(Stored data entries)
◆ ◆ ◆ ◆ ◆
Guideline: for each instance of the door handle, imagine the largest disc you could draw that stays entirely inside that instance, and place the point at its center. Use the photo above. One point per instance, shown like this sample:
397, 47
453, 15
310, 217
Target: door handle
◆ ◆ ◆ ◆ ◆
[TASK DETAILS] Retype every entry exactly.

[OUTPUT OF THE TASK]
Guideline: for each instance of the door handle, imagine the largest disc you could draw that stays entirely inside that instance, and place the point at its center. Use the photo above. One point per instance, shown like this sample:
397, 47
453, 15
310, 217
Target: door handle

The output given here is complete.